### Verilen Alıştırma
Çember üzerine yazıdaki "Sen nesin? Nereden" ile başlayıp "kadar sıvı mı?" ile biten bölümü harfi harfine yeniden yaz.

### Alıntılanan Metin
--------------------------------------------------

Friday, June 14, 2013

Böyle biri değilimdir.

''Ben böyle biri değilimdir. Birileri şimdi gitsin, yine eski ben olurum. Hayatı bir çemberin içinde geçen, kimseyi çemberin içine almayan, yok birisi olurum. Bu hep böyleydi. Küçüklükten beri içine kimseyi almadığım bir alan var. Vardı. Değiştim. Çember kırıldı. Bugün arkadaşım bana anlatırken içimden ağladım. Kendi çemberini ve içindeki sarı ışıkları anlatırken. Çünkü onun da çemberi kırılacak. Çünkü o çember geçirgen. Gelen herkes geri gidiyor. Anlıyor musun? Herkes gider. Ben de herkes gitsin isteyen biriydim ya; gözüm gibi bakardım çemberime. Bak bir sonraki cümleyi düşününce midemden yukarıya doğru küçük bir elektrik akımı hissettim... Gerçekliğine inan. İnan ki; insanları sevdiğim her gün o çemberi parça parça yok ettim. Daha önce bana gelen rengârenk ışıkların hepsinden daha şiddetli ve daha renkliydiler. Ve biliyorum, bu böyle olacak. Hissettim. Hissediyorum. Çünkü özel olunca hissedersin. Bir şekilde emin olursun. Ve emin olduğum diğer şey; hep böyle, tam olduğum yerde kalmayı umduğum. Sürekli düşünüyorum. Ben kesinlikle deliyim. Delilik ne demek, kim deli kim dahi bilmiyorum. Bu ikisinin arasında kalmış bir ömür geçiriyorum. Korkunç acı çekiyorum. Kim olduğumu, ne olduğumu, niye ve nasıl gibi diğer bütün soruları sürekli, ama sürekli soruyorum. Peki sen... 
Sen nesin? Nereden geldin? Biz bu gezegene ne yapmaya geldik? Herkesin bir görevi mi var, yoksa gerçekten bunu böyle tasarlayan birileri; bir tanrı mı var? Niye geldin? Niye tanıdım seni? Ne yapacaksın bana? Birbirimizden almamız gereken ne var? Yaşamamız gereken neler var? Daha bilmediğimiz ne var? En büyük çember bütün evrenler olduğuna göre; çemberin dışında kim var? Bütün bunları bize yaptıran, söyleten, düşündüren... Bir ışık süzmesi mi? bir şey olamayacak kadar sıvı mı?

--------------------------------------------------

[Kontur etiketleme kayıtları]

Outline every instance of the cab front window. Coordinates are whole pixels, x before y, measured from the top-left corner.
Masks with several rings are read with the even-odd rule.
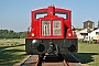
[[[62,34],[62,22],[59,20],[53,21],[53,35],[61,35]]]

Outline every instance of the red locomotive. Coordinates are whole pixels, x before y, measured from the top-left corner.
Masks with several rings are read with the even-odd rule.
[[[46,15],[37,18],[37,14]],[[25,38],[26,54],[66,55],[77,53],[78,43],[70,14],[70,10],[54,6],[31,11],[31,26]]]

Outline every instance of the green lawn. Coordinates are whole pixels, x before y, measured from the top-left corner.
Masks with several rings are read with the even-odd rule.
[[[24,38],[0,40],[0,44],[16,44],[14,46],[0,46],[0,66],[13,66],[25,56]],[[99,66],[99,44],[78,44],[76,57],[89,66]]]
[[[3,40],[0,40],[2,43]],[[13,42],[14,41],[14,42]],[[15,46],[1,46],[0,47],[0,66],[13,66],[13,64],[21,62],[25,56],[24,40],[10,40],[9,43],[21,43]],[[8,42],[4,42],[8,43]]]
[[[78,44],[76,57],[89,66],[99,66],[99,44]]]

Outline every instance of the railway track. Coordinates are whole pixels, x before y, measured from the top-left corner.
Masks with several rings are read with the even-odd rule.
[[[38,58],[38,55],[30,55],[21,64],[14,66],[87,66],[79,63],[73,56],[55,56],[55,55],[45,55],[44,57]]]

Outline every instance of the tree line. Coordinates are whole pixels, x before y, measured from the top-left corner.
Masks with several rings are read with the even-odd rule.
[[[26,32],[14,32],[12,30],[0,30],[0,38],[25,38]]]

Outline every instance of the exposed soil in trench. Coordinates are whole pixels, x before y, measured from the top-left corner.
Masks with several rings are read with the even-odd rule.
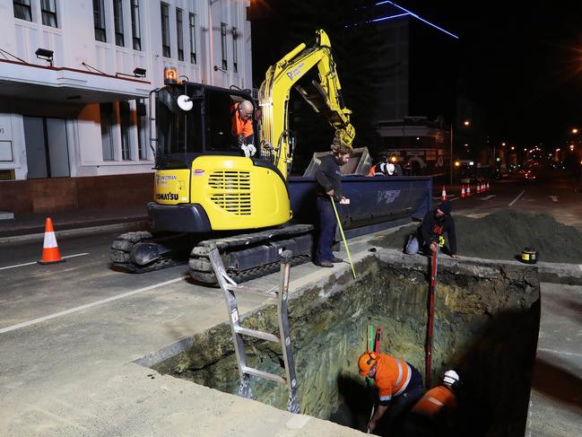
[[[582,232],[553,217],[515,209],[502,209],[475,219],[456,215],[457,251],[461,256],[487,259],[516,259],[525,248],[538,251],[538,260],[582,262]],[[381,247],[403,249],[420,223],[404,226],[372,241]]]

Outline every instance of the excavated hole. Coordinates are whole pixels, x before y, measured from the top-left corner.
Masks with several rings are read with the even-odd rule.
[[[357,373],[368,324],[382,328],[382,352],[405,359],[422,373],[425,368],[428,267],[423,258],[414,265],[373,259],[360,267],[365,272],[357,282],[346,273],[334,284],[292,299],[289,310],[301,413],[362,431],[373,399]],[[449,368],[461,375],[459,435],[524,435],[539,299],[532,267],[439,267],[432,381]],[[242,324],[276,332],[274,305],[257,310]],[[249,365],[283,374],[278,345],[248,345]],[[189,349],[153,368],[228,393],[239,389],[227,324],[195,336]],[[286,407],[286,387],[251,380],[256,399]]]

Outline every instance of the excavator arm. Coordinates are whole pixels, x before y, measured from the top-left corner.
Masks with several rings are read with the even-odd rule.
[[[308,91],[299,86],[298,81],[316,66],[319,82],[313,81]],[[334,127],[336,143],[352,147],[355,136],[355,129],[350,123],[352,111],[343,104],[329,38],[324,31],[317,31],[316,44],[308,48],[301,43],[272,66],[259,90],[261,151],[264,154],[272,153],[274,164],[285,177],[292,161],[288,105],[293,87]]]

--------------------------------------------------

### Sorunun Cevabı
Sen nesin? Nereden geldin? Biz bu gezegene ne yapmaya geldik? Herkesin bir görevi mi var, yoksa gerçekten bunu böyle tasarlayan birileri; bir tanrı mı var? Niye geldin? Niye tanıdım seni? Ne yapacaksın bana? Birbirimizden almamız gereken ne var? Yaşamamız gereken neler var? Daha bilmediğimiz ne var? En büyük çember bütün evrenler olduğuna göre; çemberin dışında kim var? Bütün bunları bize yaptıran, söyleten, düşündüren... Bir ışık süzmesi mi? bir şey olamayacak kadar sıvı mı?